>> BEGIN EXCERPTED RECORDS
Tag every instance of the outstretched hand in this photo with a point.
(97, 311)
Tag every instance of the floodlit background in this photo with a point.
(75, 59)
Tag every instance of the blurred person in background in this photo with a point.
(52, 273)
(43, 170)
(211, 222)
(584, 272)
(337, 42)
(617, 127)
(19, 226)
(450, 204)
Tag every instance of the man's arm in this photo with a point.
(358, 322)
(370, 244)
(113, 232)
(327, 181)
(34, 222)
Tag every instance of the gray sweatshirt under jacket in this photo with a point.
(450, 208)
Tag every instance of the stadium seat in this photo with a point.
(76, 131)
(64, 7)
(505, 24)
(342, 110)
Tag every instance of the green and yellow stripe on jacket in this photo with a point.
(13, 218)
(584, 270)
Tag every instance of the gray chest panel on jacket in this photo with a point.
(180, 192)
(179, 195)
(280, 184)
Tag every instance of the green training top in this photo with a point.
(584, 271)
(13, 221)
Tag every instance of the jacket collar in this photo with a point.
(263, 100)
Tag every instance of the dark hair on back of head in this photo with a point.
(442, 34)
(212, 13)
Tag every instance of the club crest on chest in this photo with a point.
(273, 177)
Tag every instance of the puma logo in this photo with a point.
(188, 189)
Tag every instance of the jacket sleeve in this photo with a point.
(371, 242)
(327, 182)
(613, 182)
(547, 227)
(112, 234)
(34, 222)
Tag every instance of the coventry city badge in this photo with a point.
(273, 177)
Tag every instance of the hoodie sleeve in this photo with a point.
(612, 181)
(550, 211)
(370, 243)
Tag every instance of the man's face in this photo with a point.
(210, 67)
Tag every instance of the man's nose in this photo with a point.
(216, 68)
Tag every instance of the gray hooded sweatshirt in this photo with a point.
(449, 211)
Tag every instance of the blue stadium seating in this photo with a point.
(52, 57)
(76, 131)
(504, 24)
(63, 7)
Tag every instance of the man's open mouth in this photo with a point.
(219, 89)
>> END EXCERPTED RECORDS
• EXERCISE TASK: Quote all the records exactly, please, leaving none out.

• RESULT BELOW:
Tag every instance of the outstretched hand in this photo with a point.
(97, 311)
Tag every instance of the floodlit background in this photo with a point.
(75, 59)
Tag every instance of the blurred person in background in this photo with a point.
(52, 273)
(43, 170)
(211, 222)
(584, 272)
(337, 42)
(617, 127)
(19, 226)
(450, 204)
Tag every instance of the man's arm in this photo with a point.
(358, 322)
(370, 244)
(113, 232)
(327, 181)
(34, 222)
Tag every instance of the gray sweatshirt under jacket in this photo with a point.
(450, 208)
Tag every instance of the stadium seat in this photo with a point.
(76, 131)
(64, 7)
(505, 24)
(342, 110)
Tag every instance of the green and yellow stripe on jacket in this photo with a point.
(13, 218)
(584, 270)
Tag every instance of the gray chest panel on jacket in this photo with a point.
(180, 192)
(179, 195)
(280, 184)
Tag every instance of the green training top in this photo with a point.
(584, 271)
(13, 221)
Tag every instance of the jacket collar in this photo with a point.
(263, 100)
Tag every instance of the dark hair on back of head in this photo with a point.
(442, 34)
(212, 13)
Tag every instance of the club crest on chest in this photo with a point.
(273, 177)
Tag every instance of the puma logo in this photo with a point.
(188, 189)
Tag every instance of the jacket sleeve in this photo with a point.
(371, 242)
(327, 182)
(613, 182)
(547, 227)
(112, 234)
(34, 222)
Tag every instance of the coventry city badge in this photo with a point.
(273, 177)
Tag every instance of the hoodie sleeve in this photo with a point.
(612, 181)
(550, 211)
(370, 243)
Tag every instance of the man's face in this photo with a point.
(210, 67)
Tag every instance of the man's nose in this photo with a point.
(216, 68)
Tag every instance of the gray hooded sweatshirt in this photo with a point.
(449, 211)
Tag every instance of the blue stadium seating in this photo with a point.
(52, 57)
(76, 131)
(504, 24)
(63, 7)
Tag every instance of the man's open mouth in this photo with a point.
(219, 89)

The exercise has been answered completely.